__DIRECTIONS FOR THIS TASK__. Convert every line of the records below into a Markdown table with the columns Row and Line, numbering each row and skipping blank lines. Leave the pictures out of the table.

--*--

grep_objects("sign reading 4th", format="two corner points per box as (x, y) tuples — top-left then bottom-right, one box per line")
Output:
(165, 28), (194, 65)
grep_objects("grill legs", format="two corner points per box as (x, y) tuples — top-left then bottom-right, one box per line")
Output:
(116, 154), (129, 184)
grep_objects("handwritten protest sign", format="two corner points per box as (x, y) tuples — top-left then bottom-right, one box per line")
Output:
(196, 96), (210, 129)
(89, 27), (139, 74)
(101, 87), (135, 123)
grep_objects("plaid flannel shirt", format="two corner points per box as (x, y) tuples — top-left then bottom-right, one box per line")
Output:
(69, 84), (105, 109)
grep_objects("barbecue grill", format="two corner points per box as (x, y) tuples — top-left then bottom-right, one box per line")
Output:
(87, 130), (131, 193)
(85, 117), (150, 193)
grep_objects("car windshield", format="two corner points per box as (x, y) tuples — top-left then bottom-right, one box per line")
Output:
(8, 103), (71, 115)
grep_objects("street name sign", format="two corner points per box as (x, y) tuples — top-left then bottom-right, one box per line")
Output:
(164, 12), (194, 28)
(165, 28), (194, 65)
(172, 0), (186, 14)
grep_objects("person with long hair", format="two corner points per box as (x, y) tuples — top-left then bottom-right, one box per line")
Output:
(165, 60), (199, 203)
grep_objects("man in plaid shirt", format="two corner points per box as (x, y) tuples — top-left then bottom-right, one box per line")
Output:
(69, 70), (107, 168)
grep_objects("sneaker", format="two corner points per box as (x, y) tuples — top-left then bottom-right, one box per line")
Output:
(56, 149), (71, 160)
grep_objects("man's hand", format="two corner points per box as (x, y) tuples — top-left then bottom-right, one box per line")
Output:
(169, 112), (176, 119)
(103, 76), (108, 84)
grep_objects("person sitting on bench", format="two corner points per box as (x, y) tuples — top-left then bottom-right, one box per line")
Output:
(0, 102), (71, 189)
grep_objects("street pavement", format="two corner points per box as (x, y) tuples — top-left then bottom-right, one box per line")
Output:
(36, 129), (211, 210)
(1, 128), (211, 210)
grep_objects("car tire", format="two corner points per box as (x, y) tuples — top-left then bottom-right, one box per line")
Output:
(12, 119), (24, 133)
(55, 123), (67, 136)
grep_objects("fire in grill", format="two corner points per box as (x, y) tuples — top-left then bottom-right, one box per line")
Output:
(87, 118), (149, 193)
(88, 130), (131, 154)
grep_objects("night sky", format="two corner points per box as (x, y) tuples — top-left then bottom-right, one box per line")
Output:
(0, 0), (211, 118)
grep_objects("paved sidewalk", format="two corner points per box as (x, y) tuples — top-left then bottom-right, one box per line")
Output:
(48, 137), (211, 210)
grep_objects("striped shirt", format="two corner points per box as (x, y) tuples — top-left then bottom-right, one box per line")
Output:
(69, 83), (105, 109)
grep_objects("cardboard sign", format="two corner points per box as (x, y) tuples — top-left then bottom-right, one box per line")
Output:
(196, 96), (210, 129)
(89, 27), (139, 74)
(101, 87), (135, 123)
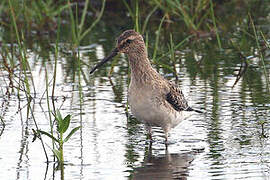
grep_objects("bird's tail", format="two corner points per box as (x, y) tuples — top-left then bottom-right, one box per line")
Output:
(186, 107), (203, 113)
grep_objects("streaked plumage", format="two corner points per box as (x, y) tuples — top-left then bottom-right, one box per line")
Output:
(90, 30), (200, 142)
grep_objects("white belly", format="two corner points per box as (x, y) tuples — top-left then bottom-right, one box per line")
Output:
(128, 89), (191, 129)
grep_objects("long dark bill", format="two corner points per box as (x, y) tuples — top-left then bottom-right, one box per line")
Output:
(90, 48), (119, 74)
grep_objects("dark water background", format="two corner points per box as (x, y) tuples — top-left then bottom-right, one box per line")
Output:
(0, 1), (270, 180)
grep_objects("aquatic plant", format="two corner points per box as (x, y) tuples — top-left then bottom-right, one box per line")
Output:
(35, 110), (81, 179)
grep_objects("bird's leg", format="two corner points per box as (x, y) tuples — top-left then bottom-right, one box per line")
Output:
(163, 126), (171, 147)
(146, 125), (152, 141)
(165, 131), (168, 147)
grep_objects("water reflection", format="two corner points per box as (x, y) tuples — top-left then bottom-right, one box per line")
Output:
(130, 144), (196, 180)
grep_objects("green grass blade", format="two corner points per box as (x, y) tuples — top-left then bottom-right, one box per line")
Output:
(37, 130), (59, 143)
(62, 114), (71, 133)
(64, 126), (81, 142)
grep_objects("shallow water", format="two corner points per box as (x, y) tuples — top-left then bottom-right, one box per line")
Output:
(0, 38), (270, 180)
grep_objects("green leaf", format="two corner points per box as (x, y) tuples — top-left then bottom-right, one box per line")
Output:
(52, 149), (61, 162)
(37, 130), (59, 143)
(62, 114), (71, 133)
(64, 126), (81, 142)
(55, 109), (63, 133)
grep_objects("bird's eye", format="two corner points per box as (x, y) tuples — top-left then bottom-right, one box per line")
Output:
(127, 39), (132, 44)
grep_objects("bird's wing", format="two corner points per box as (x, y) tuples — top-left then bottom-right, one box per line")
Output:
(163, 82), (189, 111)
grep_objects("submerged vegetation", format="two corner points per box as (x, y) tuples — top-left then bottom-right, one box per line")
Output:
(0, 0), (270, 179)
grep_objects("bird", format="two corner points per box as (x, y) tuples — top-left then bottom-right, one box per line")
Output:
(90, 29), (202, 145)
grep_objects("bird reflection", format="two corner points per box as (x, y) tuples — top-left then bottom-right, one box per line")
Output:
(131, 143), (196, 180)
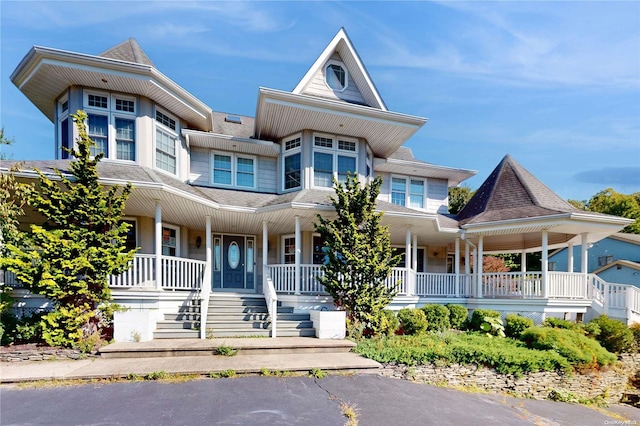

--*--

__THE RESPONSE__.
| Row | Line |
|---|---|
| 1 | grep_objects("sign reading 4th", format="two corner points per box as (x, y) tuples — top-left then bottom-right, one box per line") |
| 2 | Output: |
| 3 | (165, 28), (194, 65) |
| 4 | grep_objects("grill legs", format="two corner points per box as (x, y) tuples — top-left then bottom-right, one box per line") |
| 5 | Output: |
| 6 | (116, 154), (129, 184) |
| 7 | grep_objects("handwritten protest sign", format="two corner points per box as (x, y) tuples — top-left then bottom-right, one box per line") |
| 8 | Output: |
| 9 | (196, 96), (210, 129) |
| 10 | (89, 27), (139, 74) |
| 11 | (101, 87), (135, 123) |
| 12 | grep_objects("plaid flannel shirt", format="two corner points per box as (x, y) tuples — top-left then bottom-right, one box per line") |
| 13 | Output: |
| 14 | (69, 84), (105, 109) |
| 15 | grep_objects("barbecue grill", format="two corner points per box as (x, y) tuples — top-left then bottom-right, one box per line") |
| 16 | Output: |
| 17 | (87, 130), (131, 193) |
| 18 | (85, 117), (150, 193) |
| 19 | grep_objects("car windshield", format="two corner points per box as (x, y) tuples — top-left then bottom-right, one box per line") |
| 20 | Output: |
| 21 | (8, 103), (71, 115) |
| 22 | grep_objects("street name sign", format="two corner points per box as (x, y) tuples — top-left then bottom-right, one box per line") |
| 23 | Output: |
| 24 | (164, 12), (194, 28) |
| 25 | (165, 28), (194, 65) |
| 26 | (172, 0), (186, 14) |
| 27 | grep_objects("person with long hair", format="two corner points per box as (x, y) tuples — top-left then bottom-right, one box per line") |
| 28 | Output: |
| 29 | (165, 60), (199, 203) |
| 30 | grep_objects("man in plaid shirt", format="two corner points per box as (x, y) tuples — top-left then bottom-right, one box per line") |
| 31 | Output: |
| 32 | (69, 70), (107, 168) |
| 33 | grep_objects("sneaker", format="two corner points per box as (x, y) tuples — top-left then bottom-right, one box per line") |
| 34 | Output: |
| 35 | (56, 149), (71, 160) |
| 36 | grep_objects("man's hand", format="two corner points per box as (x, y) tuples — top-left then bottom-right, one box per line") |
| 37 | Output: |
| 38 | (169, 112), (176, 119) |
| 39 | (103, 76), (108, 84) |
| 40 | grep_objects("person sitting on bench", format="two corner points per box as (x, y) tuples — top-left then bottom-right, one box per line") |
| 41 | Output: |
| 42 | (0, 102), (71, 189) |
| 43 | grep_objects("street pavement", format="two corner points per box as (x, y) tuples — top-left then bottom-right, one box per line") |
| 44 | Output: |
| 45 | (36, 129), (211, 210) |
| 46 | (1, 128), (211, 210) |
| 47 | grep_objects("car tire", format="two corner points per box as (x, y) tuples — top-left then bottom-right, one box per line") |
| 48 | Output: |
| 49 | (12, 119), (24, 133) |
| 50 | (55, 123), (67, 136) |
| 51 | grep_objects("fire in grill", format="two corner points per box as (x, y) tuples — top-left then bottom-right, one box per line") |
| 52 | Output: |
| 53 | (87, 118), (149, 193) |
| 54 | (88, 130), (131, 154) |
| 55 | grep_objects("night sky", format="two corner points per box as (x, y) tuples — top-left then bottom-right, one box per line") |
| 56 | Output: |
| 57 | (0, 0), (211, 118) |
| 58 | grep_objects("paved sidewalk", format="two corner points per box as (x, y) tuples — top-left then bottom-right, one box per line") |
| 59 | Output: |
| 60 | (48, 137), (211, 210) |
| 61 | grep_objects("striped shirt", format="two corner points per box as (x, y) tuples — top-left then bottom-right, one box per line") |
| 62 | Output: |
| 63 | (69, 83), (105, 109) |
| 64 | grep_objects("cardboard sign", format="two corner points per box as (x, y) tuples — top-left then bottom-right, one box per line") |
| 65 | Output: |
| 66 | (196, 96), (210, 129) |
| 67 | (89, 27), (139, 74) |
| 68 | (101, 87), (135, 123) |
| 69 | grep_objects("bird's tail", format="two corner points per box as (x, y) tuples — top-left then bottom-right, one box per line") |
| 70 | Output: |
| 71 | (186, 107), (203, 113) |
| 72 | grep_objects("streaked plumage", format="two corner points per box as (x, y) tuples — top-left then bottom-right, one box per line") |
| 73 | Output: |
| 74 | (90, 30), (200, 142) |
| 75 | grep_objects("white belly", format="two corner points per box as (x, y) tuples — top-left then bottom-right, one box per line") |
| 76 | Output: |
| 77 | (128, 89), (191, 129) |
| 78 | grep_objects("long dark bill", format="two corner points per box as (x, y) tuples — top-left then bottom-right, one box per line") |
| 79 | Output: |
| 80 | (90, 48), (119, 74) |
| 81 | grep_objects("dark water background", format="two corner points per box as (x, y) tuples — top-left then bottom-right, one box per line") |
| 82 | Output: |
| 83 | (0, 1), (270, 180) |
| 84 | grep_objects("aquatic plant", format="two corner points per box as (x, y) tuples — top-left then bottom-right, one box per line") |
| 85 | Output: |
| 86 | (35, 110), (81, 179) |
| 87 | grep_objects("bird's leg", format="two corner points per box as (x, y) tuples — top-left then bottom-right, one box per line") |
| 88 | Output: |
| 89 | (163, 126), (171, 147) |
| 90 | (146, 125), (152, 141) |
| 91 | (165, 131), (168, 147) |
| 92 | grep_objects("water reflection", format="two corner points per box as (x, y) tuples — top-left then bottom-right, one box per line") |
| 93 | Output: |
| 94 | (130, 144), (196, 180) |
| 95 | grep_objects("green grass blade", format="two corner points per box as (x, y) tuples — top-left then bottom-right, one box per line") |
| 96 | Output: |
| 97 | (37, 130), (59, 143) |
| 98 | (62, 114), (71, 133) |
| 99 | (64, 126), (81, 142) |
| 100 | grep_objects("shallow water", format="two corner points per box as (x, y) tuples — top-left then bottom-right, one box per line") |
| 101 | Output: |
| 102 | (0, 38), (270, 180) |
| 103 | grep_objects("green leaf", format="two corner points per box as (x, y) tuples — top-left then bottom-right, one box per line") |
| 104 | Output: |
| 105 | (52, 149), (61, 162) |
| 106 | (37, 130), (59, 143) |
| 107 | (62, 114), (71, 133) |
| 108 | (64, 126), (81, 142) |
| 109 | (55, 109), (63, 133) |
| 110 | grep_objects("bird's eye", format="two corner points per box as (x, y) tuples — top-left then bottom-right, one box per line") |
| 111 | Output: |
| 112 | (127, 39), (132, 44) |
| 113 | grep_objects("bird's wing", format="two corner points per box as (x, y) tuples — top-left then bottom-right, one box per line") |
| 114 | Output: |
| 115 | (163, 82), (189, 111) |
| 116 | grep_objects("submerged vegetation", format="two corner points per box as (x, y) tuples — top-left then bottom-right, one box per line") |
| 117 | Output: |
| 118 | (0, 0), (270, 179) |
| 119 | grep_objects("bird", format="two corner points per box as (x, y) tuples — top-left then bottom-right, one box per line") |
| 120 | Output: |
| 121 | (90, 29), (202, 145) |
| 122 | grep_objects("bird reflection", format="two corner points per box as (x, y) tuples — top-left then bottom-right, one box per line") |
| 123 | Output: |
| 124 | (131, 143), (196, 180) |